* Consigne
Restituez mot pour mot, s'il vous plaît, le passage du texte ci-dessous consacré au spectacle « Instinct de survie », de « Son monde est » à « les années 1950. ».

::: Extrait présenté :::

Instinct de survie

Au 11. Gilgamesh Belleville, Catherine Germain nous invite à un visite bien singulière de Marseille.

A Marseille, dans les quartiers nord, une rencontre intense, forte, va bouleverser l’auteur et metteur en scène François Cervantes. Touché par le destin d’une femme, il en fait le sujet haut en couleurs d’un seul-en-scène poignant que l’interprétation magistrale de Catherine Germain magnifie. Epique et unique ! 

Son monde est sur le point de s’écrouler. Le snack où elle habite depuis des décennies est sur le point d’être détruit, rasé, pour faire place nette, donner un peu de lustre aux quartiers nord de Marseille. Latifa Tir n’a plus de larmes, plus de rage, juste une histoire à raconter, celle de Marseille, celle d’un quartier qui ne cesse de muter, celle de l’émigration algérienne dans les années 1950.

::: Données :::

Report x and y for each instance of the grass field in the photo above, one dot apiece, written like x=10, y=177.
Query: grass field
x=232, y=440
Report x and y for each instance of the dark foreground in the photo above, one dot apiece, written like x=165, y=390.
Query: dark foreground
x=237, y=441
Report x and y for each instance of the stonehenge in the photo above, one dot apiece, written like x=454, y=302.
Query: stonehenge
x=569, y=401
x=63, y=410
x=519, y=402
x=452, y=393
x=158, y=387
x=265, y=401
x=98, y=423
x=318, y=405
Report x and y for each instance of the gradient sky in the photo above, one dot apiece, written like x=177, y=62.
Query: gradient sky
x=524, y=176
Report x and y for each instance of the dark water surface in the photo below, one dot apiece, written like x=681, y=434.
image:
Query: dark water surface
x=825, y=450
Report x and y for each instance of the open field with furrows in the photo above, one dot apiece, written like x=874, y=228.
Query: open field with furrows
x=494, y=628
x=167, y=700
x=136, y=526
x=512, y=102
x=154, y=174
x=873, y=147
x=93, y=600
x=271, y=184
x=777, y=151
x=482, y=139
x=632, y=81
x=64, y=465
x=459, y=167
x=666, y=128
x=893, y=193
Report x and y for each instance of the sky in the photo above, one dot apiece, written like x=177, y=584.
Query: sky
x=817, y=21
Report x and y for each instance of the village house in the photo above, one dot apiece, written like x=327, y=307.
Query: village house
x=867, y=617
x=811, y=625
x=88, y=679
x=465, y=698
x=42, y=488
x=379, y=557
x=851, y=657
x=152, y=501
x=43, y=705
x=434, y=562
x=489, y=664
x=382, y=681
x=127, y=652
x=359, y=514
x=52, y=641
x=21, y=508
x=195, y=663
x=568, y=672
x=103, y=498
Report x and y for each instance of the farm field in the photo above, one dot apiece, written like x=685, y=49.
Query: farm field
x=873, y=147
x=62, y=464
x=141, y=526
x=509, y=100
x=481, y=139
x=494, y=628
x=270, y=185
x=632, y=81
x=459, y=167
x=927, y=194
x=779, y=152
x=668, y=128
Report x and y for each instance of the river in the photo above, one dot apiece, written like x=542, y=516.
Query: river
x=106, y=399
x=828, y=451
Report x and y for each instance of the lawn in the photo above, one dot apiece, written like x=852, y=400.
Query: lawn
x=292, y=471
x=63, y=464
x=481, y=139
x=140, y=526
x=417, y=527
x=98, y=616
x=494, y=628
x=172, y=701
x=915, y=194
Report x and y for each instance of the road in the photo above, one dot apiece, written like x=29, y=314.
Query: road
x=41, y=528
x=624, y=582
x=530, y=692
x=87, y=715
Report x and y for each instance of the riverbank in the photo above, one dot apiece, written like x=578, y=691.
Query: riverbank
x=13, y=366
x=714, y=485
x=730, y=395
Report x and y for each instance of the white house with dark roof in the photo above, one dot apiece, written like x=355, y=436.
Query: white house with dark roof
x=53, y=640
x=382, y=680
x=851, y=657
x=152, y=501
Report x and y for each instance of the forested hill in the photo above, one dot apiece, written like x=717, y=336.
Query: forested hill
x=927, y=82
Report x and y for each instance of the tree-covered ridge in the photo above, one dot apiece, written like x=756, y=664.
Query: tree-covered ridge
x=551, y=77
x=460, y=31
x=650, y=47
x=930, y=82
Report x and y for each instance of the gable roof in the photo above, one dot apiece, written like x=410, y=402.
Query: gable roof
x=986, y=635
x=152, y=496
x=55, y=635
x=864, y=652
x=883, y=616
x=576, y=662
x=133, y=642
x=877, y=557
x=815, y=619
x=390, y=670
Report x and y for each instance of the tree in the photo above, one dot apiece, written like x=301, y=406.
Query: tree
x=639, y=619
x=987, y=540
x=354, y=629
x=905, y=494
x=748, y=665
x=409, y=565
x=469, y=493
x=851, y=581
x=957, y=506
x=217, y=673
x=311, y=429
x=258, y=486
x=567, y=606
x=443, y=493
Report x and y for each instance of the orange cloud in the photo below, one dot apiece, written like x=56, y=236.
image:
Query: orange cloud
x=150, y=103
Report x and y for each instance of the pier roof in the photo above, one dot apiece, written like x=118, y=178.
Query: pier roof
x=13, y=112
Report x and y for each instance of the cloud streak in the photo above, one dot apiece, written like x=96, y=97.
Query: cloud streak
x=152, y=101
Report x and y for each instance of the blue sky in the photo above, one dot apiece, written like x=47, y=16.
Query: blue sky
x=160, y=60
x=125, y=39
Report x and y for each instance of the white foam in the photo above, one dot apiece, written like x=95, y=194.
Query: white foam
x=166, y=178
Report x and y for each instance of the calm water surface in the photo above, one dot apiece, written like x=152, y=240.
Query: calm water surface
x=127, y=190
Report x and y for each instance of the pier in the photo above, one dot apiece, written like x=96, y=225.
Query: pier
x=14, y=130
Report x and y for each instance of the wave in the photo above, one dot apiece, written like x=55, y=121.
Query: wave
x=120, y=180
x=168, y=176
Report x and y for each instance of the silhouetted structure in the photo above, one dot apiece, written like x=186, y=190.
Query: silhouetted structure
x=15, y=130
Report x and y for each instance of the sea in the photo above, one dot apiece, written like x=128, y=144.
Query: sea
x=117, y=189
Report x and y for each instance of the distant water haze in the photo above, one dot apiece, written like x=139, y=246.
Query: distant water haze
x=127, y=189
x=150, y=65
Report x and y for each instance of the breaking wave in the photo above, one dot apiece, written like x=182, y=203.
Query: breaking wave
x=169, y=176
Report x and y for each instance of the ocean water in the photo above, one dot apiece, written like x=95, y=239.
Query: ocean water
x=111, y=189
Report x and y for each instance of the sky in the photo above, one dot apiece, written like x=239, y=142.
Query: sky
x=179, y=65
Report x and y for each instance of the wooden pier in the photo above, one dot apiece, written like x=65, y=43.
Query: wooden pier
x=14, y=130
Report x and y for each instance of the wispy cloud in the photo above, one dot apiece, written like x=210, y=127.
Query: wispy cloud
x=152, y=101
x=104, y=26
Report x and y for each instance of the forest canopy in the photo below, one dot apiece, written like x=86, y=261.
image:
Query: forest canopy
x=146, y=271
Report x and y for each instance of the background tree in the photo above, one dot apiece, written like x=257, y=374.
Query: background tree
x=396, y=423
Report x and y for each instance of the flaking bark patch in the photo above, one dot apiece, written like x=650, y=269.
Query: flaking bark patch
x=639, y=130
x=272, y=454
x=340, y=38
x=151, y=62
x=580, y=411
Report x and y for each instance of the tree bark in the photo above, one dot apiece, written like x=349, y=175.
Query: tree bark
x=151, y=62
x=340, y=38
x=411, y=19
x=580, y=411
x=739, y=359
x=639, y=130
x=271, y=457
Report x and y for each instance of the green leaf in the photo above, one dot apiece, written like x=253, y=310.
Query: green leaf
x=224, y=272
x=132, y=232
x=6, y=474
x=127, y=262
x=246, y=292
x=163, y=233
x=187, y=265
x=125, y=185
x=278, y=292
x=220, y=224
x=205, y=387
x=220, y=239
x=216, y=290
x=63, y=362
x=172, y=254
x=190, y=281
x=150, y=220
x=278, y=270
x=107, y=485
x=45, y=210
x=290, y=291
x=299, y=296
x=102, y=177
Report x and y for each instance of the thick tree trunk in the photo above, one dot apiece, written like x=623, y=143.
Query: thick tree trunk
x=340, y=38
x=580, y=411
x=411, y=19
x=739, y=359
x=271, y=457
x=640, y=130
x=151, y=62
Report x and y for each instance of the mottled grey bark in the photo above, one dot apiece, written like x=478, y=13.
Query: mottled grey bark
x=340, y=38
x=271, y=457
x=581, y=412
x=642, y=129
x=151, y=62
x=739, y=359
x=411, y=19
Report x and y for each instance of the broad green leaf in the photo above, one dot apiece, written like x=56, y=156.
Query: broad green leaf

:::

* Réponse rédigée
Son monde est sur le point de s’écrouler. Le snack où elle habite depuis des décennies est sur le point d’être détruit, rasé, pour faire place nette, donner un peu de lustre aux quartiers nord de Marseille. Latifa Tir n’a plus de larmes, plus de rage, juste une histoire à raconter, celle de Marseille, celle d’un quartier qui ne cesse de muter, celle de l’émigration algérienne dans les années 1950.